EXCERPT PROVIDED -
● ● ●
Editorial | COVID investment, and inflation

Coupled with the higher energy prices from the resumption of economic activity, it is a hard slog on the international market. And it is nothing different from what Malta is experiencing now


In an environment of persistent zero-interest rate markets, there is no doubt that a concerted national effort needs to be made to further push consumers to better saving practices as well as investment choices.

As the market well shows, recent bond issues and IPOs, many of them over-subscribed, underline the thirst for secure and meaningful investments for the billions held in savings accounts in Malta.

Many are the retail investors who are seeking better returns on their earnings, a factor that informs the popularity of bonds and government stocks in Malta. Yet what is missing is a proper educational campaign that allows these retail customers to put their liquidity to better use.

There is no doubt that a new kind of investment appetite could be instrumental in supporting a wider range of business activities in Malta. Yet so far the public is accustomed to traditionally larger companies issued multi-million financing offers. For example, International Hotel Investments plc issued an €80m 10-year bond issue at an interest rate of 3.65%. This was the joint largest-ever local corporate bond together with Hili Finance Company debt funding of 2019 to finance the acquisition of the Comino hotel and bungalows. With its strategic geographical positioning, the Hili IPO is backed by the group’s stable business model that can offer value in the long-term to sharehoders.
● ● ●
EXERCISE DATA -
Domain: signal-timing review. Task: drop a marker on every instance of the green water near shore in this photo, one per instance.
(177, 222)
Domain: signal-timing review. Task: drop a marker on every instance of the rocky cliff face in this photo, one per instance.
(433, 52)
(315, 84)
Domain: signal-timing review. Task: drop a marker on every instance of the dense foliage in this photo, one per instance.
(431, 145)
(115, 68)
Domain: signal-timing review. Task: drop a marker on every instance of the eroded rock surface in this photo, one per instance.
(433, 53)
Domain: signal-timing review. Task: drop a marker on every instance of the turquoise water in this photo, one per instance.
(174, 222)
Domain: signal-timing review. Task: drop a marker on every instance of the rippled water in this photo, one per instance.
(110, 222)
● ● ●
REQUIRED ACTIONS -
• 1. List every figure that the investment editorial writes in digits.
• 2. Condense the paragraph of the investment editorial beginning "Many are the retail investors" into a short bulleted list that keeps its main facts.
• 3. Please reproduce the investment editorial's text word for word between "There is no doubt that a new" and "long-term to sharehoders.", inclusive.

ANSWERS PER TASK -
• 1.
- €80m
- 10-year
- 3.65%
- 2019

• 2.
- Many retail investors in Malta want better returns on their earnings.
- This demand explains why bonds and government stocks are popular there.
- What is missing is a proper educational campaign to help these customers use their liquidity better.

• 3.
There is no doubt that a new kind of investment appetite could be instrumental in supporting a wider range of business activities in Malta. Yet so far the public is accustomed to traditionally larger companies issued multi-million financing offers. For example, International Hotel Investments plc issued an €80m 10-year bond issue at an interest rate of 3.65%. This was the joint largest-ever local corporate bond together with Hili Finance Company debt funding of 2019 to finance the acquisition of the Comino hotel and bungalows. With its strategic geographical positioning, the Hili IPO is backed by the group’s stable business model that can offer value in the long-term to sharehoders.